Please copy the data shown below, word for word.

§ **Exercise material**
'''
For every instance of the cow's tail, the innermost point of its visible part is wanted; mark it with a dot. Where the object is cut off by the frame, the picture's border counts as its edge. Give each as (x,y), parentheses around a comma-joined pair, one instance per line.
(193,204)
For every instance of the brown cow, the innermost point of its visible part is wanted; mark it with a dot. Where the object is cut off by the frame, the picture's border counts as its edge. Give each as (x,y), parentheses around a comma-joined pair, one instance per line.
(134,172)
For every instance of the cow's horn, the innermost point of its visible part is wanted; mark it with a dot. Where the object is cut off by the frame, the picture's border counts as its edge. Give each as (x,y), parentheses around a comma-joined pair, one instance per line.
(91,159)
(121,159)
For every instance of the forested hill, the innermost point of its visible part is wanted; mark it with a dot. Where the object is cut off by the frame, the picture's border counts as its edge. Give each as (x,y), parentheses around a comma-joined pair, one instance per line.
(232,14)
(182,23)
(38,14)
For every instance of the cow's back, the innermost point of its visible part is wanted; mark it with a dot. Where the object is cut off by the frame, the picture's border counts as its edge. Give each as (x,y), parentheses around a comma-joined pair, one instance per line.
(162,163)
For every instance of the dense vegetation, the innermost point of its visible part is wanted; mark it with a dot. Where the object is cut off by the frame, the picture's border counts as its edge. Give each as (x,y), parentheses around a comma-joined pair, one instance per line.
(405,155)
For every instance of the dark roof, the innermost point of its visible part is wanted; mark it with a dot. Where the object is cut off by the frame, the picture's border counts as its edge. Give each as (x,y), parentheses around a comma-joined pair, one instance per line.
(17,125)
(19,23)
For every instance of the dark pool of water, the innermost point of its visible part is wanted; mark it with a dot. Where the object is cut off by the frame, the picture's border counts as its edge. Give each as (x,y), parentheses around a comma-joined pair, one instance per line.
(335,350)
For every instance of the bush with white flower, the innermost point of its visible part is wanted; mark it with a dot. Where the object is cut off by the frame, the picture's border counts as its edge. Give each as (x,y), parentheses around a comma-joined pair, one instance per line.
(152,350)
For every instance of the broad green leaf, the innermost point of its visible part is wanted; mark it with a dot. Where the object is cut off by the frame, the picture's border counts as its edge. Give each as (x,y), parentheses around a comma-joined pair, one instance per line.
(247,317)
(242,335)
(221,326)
'''
§ **Response to the task**
For every instance of the cow's tail, the innermost point of its visible part is wanted; mark it with a dot. Where the object is cut off by the frame, the picture's border counts as its edge. Give each as (x,y), parentheses around a comma-joined pair, one instance per line.
(193,204)
For every instance of the brown cow, the innermost point of its visible part is wanted; mark it with a dot. Where the object is cut off by the frame, the picture's border counts as its edge. Give each as (x,y), parentheses around a comma-joined pair, one instance per line.
(134,172)
For every instance of the cow's horn, the innermost point of its visible part is wanted; mark it with a dot. Where the object is cut off by the frame, the picture's border counts as its edge. Give each as (x,y), parentheses around a comma-joined pair, one instance per line.
(91,159)
(121,159)
For every instance of the forested hill, the innermost point of its visible part is wanted; mark it with a dot. Where the object is cut off by the frame, the picture's border counts as its edge. Give each as (x,y), parentheses around a comma-joined pair, one instance per line.
(232,14)
(182,23)
(38,14)
For every instance of the cow's back, the innermost point of its visible part is wanted; mark it with a dot. Where the object is cut off by the frame, the picture's border counts as its edge. Give each as (x,y), parentheses around a comma-joined pair, one instance per line.
(162,163)
For every instance of the dense vegetation, the innermost point of its visible part is wanted; mark it with a dot. Where the object is cut off by the frame, the picture's border counts as its edge. Give each as (x,y), parentheses around a comma-joined pair, one instance per line.
(405,155)
For every instance of the dark roof, the innermost point of its visible part is wanted; mark it with a dot. Where the object is cut off by the frame, the picture's border counts as its edge. Give each as (x,y), parentheses around a comma-joined pair, one instance per line.
(17,125)
(19,23)
For every instance of the dark pool of water, the innermost point of its visible part is wanted; mark it with a dot. Where the object is cut off by the frame, the picture's border counts as its edge. Give each as (x,y), parentheses around a comma-joined pair, one instance per line.
(335,350)
For every instance of the bush with white flower, the innermost point of its visible part is wanted; mark it with a dot. Where the object is cut off by the frame, the picture's border counts as its edge. Give each as (x,y), parentheses around a comma-joined pair, one instance per line.
(152,350)
For every instance of the broad green leaf, the innermost point of its visible part is wanted; mark it with a dot. Where the object is cut off by the frame, the picture's border counts as its edge. Give each as (x,y), parentheses around a comma-joined pair, one instance per line.
(247,317)
(242,335)
(221,326)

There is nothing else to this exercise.